Return, unchanged, every line of the records from the one containing "Phrase: bare earth" through the final line, including both of those lines, and leave out the pictures.

━━━━━━━━

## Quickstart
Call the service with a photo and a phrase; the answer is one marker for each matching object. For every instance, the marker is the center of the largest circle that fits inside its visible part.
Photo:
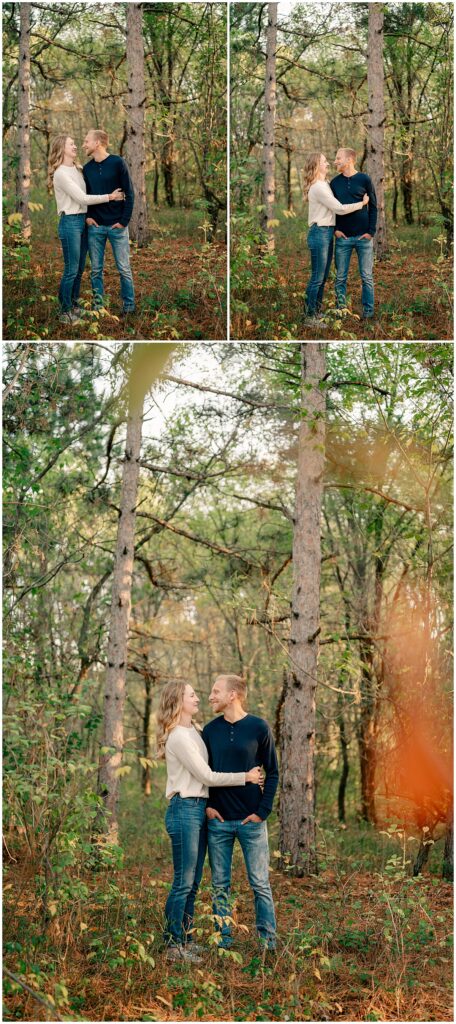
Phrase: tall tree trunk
(146, 777)
(147, 364)
(448, 865)
(375, 160)
(298, 730)
(24, 169)
(135, 121)
(407, 188)
(270, 121)
(120, 615)
(168, 170)
(345, 763)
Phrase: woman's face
(323, 164)
(71, 148)
(191, 700)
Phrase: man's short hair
(100, 135)
(237, 684)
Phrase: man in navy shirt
(356, 230)
(109, 220)
(238, 741)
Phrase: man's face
(341, 162)
(219, 696)
(89, 144)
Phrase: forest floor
(413, 292)
(361, 941)
(180, 283)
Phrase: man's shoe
(182, 954)
(70, 317)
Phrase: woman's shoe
(182, 953)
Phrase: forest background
(73, 67)
(216, 469)
(307, 78)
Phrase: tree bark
(270, 121)
(298, 731)
(375, 159)
(345, 769)
(135, 121)
(147, 364)
(120, 615)
(24, 169)
(448, 865)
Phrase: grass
(413, 290)
(179, 281)
(362, 940)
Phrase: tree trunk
(147, 364)
(146, 778)
(270, 121)
(375, 160)
(120, 615)
(298, 731)
(135, 121)
(448, 865)
(168, 171)
(24, 169)
(407, 188)
(345, 769)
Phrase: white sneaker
(182, 953)
(70, 317)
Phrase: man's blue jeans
(365, 252)
(253, 840)
(97, 238)
(185, 824)
(73, 236)
(320, 242)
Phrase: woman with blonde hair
(65, 175)
(323, 207)
(189, 778)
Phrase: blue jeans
(320, 242)
(73, 235)
(185, 824)
(253, 840)
(97, 238)
(365, 252)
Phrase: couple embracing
(217, 793)
(346, 210)
(104, 186)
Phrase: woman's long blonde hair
(169, 713)
(311, 170)
(55, 157)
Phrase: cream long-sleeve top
(71, 195)
(188, 769)
(323, 205)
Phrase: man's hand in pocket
(212, 814)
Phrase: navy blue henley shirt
(104, 177)
(351, 189)
(239, 747)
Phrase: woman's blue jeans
(320, 242)
(73, 236)
(185, 824)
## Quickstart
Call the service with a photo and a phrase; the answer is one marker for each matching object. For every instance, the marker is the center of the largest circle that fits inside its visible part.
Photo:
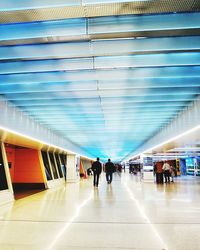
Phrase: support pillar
(73, 163)
(147, 163)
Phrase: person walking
(109, 169)
(96, 168)
(166, 169)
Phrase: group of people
(97, 169)
(164, 169)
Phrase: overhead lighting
(166, 141)
(42, 142)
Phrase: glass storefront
(53, 165)
(63, 159)
(58, 165)
(3, 179)
(46, 165)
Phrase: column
(147, 162)
(73, 163)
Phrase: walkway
(127, 214)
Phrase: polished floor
(128, 214)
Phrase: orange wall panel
(27, 167)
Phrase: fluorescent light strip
(42, 142)
(166, 141)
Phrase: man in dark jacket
(109, 169)
(96, 168)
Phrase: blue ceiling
(106, 83)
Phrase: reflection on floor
(128, 214)
(22, 190)
(19, 194)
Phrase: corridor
(128, 214)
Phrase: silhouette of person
(109, 169)
(96, 168)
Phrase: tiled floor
(128, 214)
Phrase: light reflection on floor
(128, 214)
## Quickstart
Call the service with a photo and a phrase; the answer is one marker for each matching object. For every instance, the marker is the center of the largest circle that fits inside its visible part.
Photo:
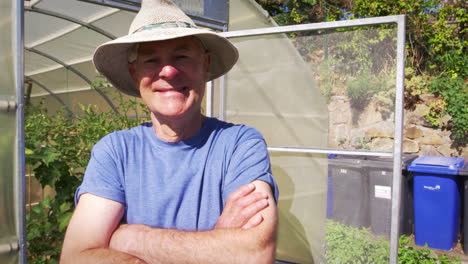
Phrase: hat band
(168, 24)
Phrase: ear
(132, 71)
(207, 64)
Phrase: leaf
(28, 151)
(65, 207)
(63, 221)
(50, 156)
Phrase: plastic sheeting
(8, 186)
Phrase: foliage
(436, 52)
(455, 93)
(415, 85)
(435, 113)
(346, 245)
(407, 254)
(58, 149)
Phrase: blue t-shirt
(181, 185)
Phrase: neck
(175, 130)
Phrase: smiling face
(171, 77)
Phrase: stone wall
(372, 129)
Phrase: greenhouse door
(317, 93)
(12, 242)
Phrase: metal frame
(75, 71)
(68, 67)
(398, 132)
(54, 95)
(133, 7)
(20, 156)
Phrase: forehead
(179, 44)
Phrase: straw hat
(159, 20)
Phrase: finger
(241, 192)
(247, 213)
(253, 222)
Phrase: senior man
(183, 188)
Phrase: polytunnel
(282, 85)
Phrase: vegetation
(58, 149)
(436, 52)
(347, 244)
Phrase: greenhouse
(328, 153)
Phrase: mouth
(182, 89)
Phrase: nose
(168, 72)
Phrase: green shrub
(349, 245)
(58, 149)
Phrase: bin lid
(387, 162)
(437, 164)
(464, 171)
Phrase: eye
(150, 60)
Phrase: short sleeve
(249, 162)
(103, 176)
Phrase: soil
(455, 252)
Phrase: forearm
(99, 256)
(216, 246)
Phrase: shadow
(293, 245)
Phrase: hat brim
(111, 58)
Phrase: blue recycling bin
(436, 200)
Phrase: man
(190, 189)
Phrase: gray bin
(380, 173)
(350, 187)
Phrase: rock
(382, 144)
(431, 139)
(413, 132)
(444, 120)
(341, 133)
(410, 146)
(382, 129)
(445, 150)
(427, 98)
(416, 117)
(369, 116)
(428, 150)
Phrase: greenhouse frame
(278, 86)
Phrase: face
(171, 76)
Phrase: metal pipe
(314, 26)
(398, 141)
(209, 99)
(330, 151)
(20, 145)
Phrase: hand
(242, 208)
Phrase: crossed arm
(244, 233)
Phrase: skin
(171, 76)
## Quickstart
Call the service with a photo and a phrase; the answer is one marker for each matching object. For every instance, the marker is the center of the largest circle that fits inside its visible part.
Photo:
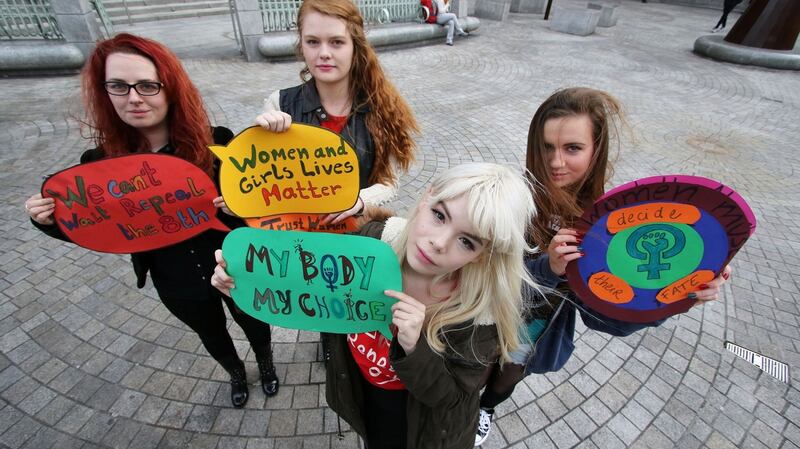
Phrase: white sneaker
(484, 426)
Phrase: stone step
(162, 12)
(132, 3)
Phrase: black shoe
(269, 380)
(239, 392)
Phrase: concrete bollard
(608, 14)
(581, 22)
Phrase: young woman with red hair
(139, 99)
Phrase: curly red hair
(390, 120)
(189, 127)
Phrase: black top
(303, 104)
(182, 270)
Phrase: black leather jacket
(303, 104)
(182, 270)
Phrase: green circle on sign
(654, 255)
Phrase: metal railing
(105, 20)
(28, 19)
(281, 15)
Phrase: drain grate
(774, 368)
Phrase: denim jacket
(556, 342)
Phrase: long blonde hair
(500, 208)
(390, 120)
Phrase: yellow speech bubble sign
(305, 169)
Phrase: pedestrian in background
(727, 7)
(448, 19)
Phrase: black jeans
(207, 318)
(385, 417)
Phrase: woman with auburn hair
(139, 99)
(568, 160)
(461, 257)
(345, 90)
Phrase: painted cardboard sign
(651, 242)
(305, 169)
(133, 203)
(302, 222)
(313, 281)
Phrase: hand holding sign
(654, 246)
(312, 281)
(133, 203)
(304, 169)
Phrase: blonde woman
(461, 254)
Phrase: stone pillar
(248, 18)
(459, 8)
(76, 20)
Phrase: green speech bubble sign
(313, 281)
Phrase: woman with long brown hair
(345, 90)
(568, 159)
(139, 99)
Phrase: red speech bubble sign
(133, 203)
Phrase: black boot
(239, 392)
(269, 380)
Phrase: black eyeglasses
(144, 88)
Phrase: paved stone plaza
(89, 361)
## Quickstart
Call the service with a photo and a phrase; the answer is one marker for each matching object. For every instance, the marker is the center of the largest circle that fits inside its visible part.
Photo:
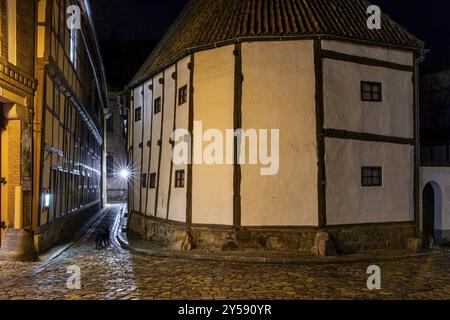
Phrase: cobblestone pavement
(114, 273)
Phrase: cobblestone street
(117, 274)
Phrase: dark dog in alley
(102, 238)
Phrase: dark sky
(129, 29)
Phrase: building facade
(435, 153)
(343, 98)
(116, 148)
(17, 88)
(70, 104)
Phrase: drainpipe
(418, 58)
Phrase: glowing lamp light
(124, 174)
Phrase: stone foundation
(346, 239)
(63, 229)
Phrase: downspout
(418, 58)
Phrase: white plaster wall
(166, 156)
(350, 203)
(212, 192)
(148, 125)
(344, 110)
(156, 135)
(146, 116)
(278, 93)
(137, 138)
(439, 176)
(177, 210)
(391, 55)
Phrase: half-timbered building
(343, 96)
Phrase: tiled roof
(205, 22)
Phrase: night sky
(129, 29)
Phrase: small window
(182, 95)
(179, 179)
(109, 165)
(110, 125)
(371, 91)
(144, 180)
(371, 177)
(152, 181)
(138, 114)
(158, 105)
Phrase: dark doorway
(429, 202)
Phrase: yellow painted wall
(212, 192)
(278, 93)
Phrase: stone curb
(88, 225)
(265, 260)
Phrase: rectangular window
(182, 95)
(179, 179)
(371, 91)
(152, 183)
(371, 177)
(138, 114)
(144, 180)
(109, 166)
(158, 105)
(110, 124)
(73, 47)
(11, 16)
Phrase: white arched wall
(439, 178)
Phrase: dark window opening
(158, 105)
(109, 166)
(371, 91)
(179, 179)
(110, 124)
(152, 181)
(371, 177)
(138, 114)
(182, 95)
(144, 180)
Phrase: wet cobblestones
(115, 273)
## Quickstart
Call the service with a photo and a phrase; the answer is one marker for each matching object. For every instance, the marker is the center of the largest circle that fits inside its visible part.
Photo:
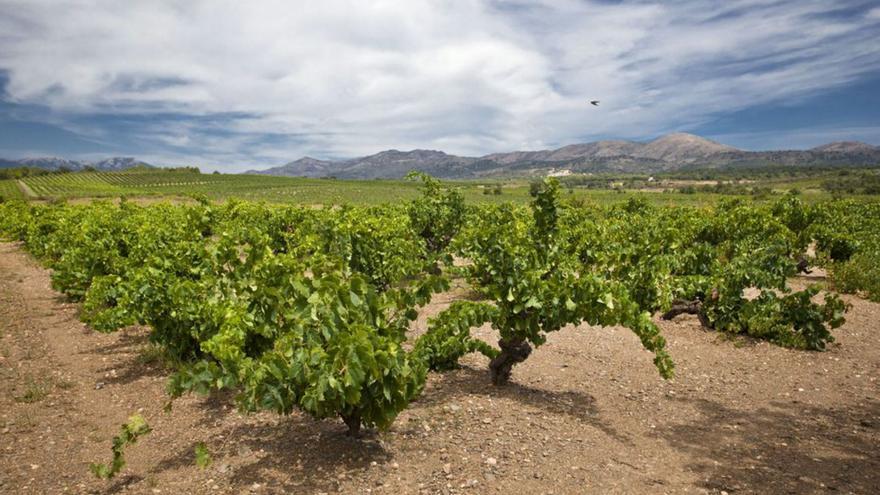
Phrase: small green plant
(133, 429)
(203, 456)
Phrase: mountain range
(54, 163)
(669, 153)
(672, 152)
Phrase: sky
(236, 85)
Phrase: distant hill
(55, 163)
(672, 152)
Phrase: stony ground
(587, 413)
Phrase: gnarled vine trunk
(512, 352)
(680, 307)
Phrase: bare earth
(587, 413)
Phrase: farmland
(150, 185)
(440, 345)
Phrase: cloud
(237, 84)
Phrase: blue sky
(234, 85)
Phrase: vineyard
(180, 184)
(292, 310)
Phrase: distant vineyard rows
(310, 309)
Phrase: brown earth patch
(586, 413)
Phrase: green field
(165, 184)
(9, 189)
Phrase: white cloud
(467, 76)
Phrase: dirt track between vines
(586, 413)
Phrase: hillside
(671, 152)
(54, 163)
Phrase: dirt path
(586, 413)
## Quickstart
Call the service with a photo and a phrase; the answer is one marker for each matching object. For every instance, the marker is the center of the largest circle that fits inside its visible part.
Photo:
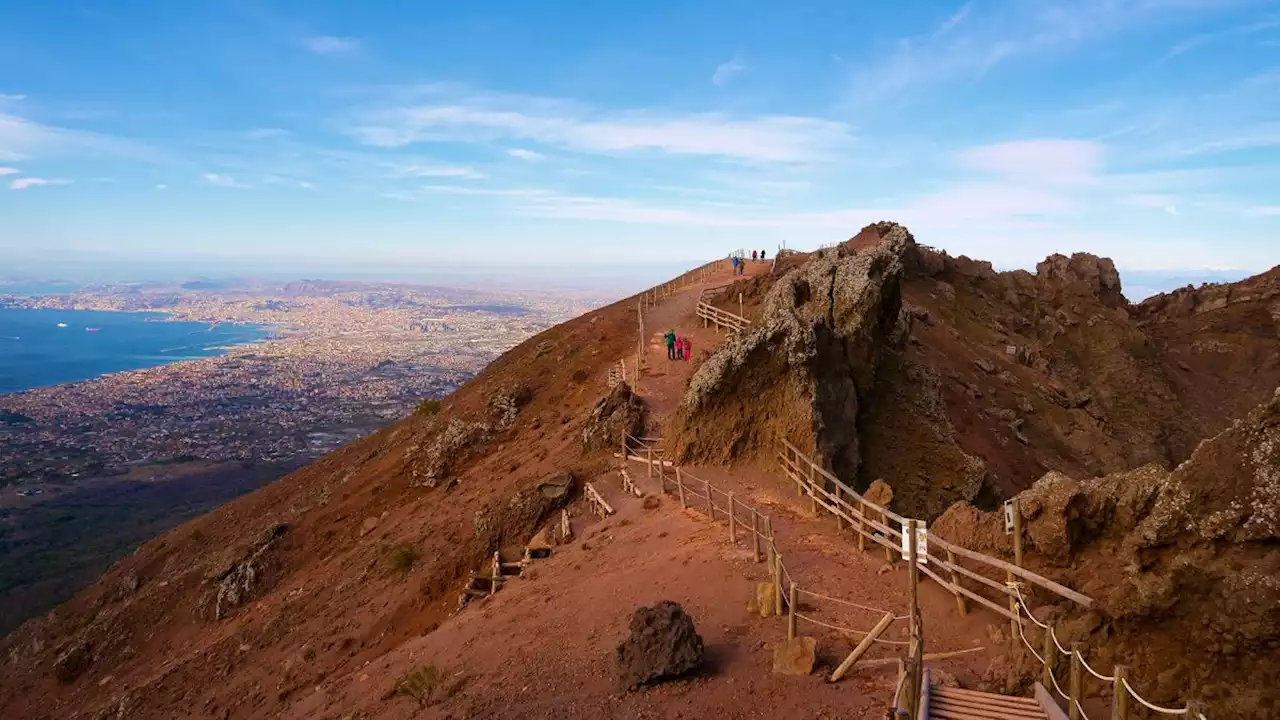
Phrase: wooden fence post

━━━━━━━━

[Solution to this exercise]
Phrase: bare earth
(587, 413)
Phrase: farmland
(150, 185)
(440, 345)
Phrase: cloud
(237, 84)
Phrase: blue sky
(234, 85)
Phrase: vineyard
(180, 184)
(292, 310)
Phrase: distant vineyard rows
(310, 309)
Phrase: brown earth patch
(586, 413)
Phrase: green field
(165, 184)
(9, 189)
Phrase: white cloud
(467, 76)
Phrase: dirt track between vines
(586, 413)
Phrase: hillside
(671, 152)
(54, 163)
Phrase: dirt path
(586, 413)
## Quickstart
Call the service with a photo and a phrase; the answer is one marker for each matching object. For every instance, the marker is the center of the largest circle that fits inside its visible part.
Photo:
Phrase: wooden fence post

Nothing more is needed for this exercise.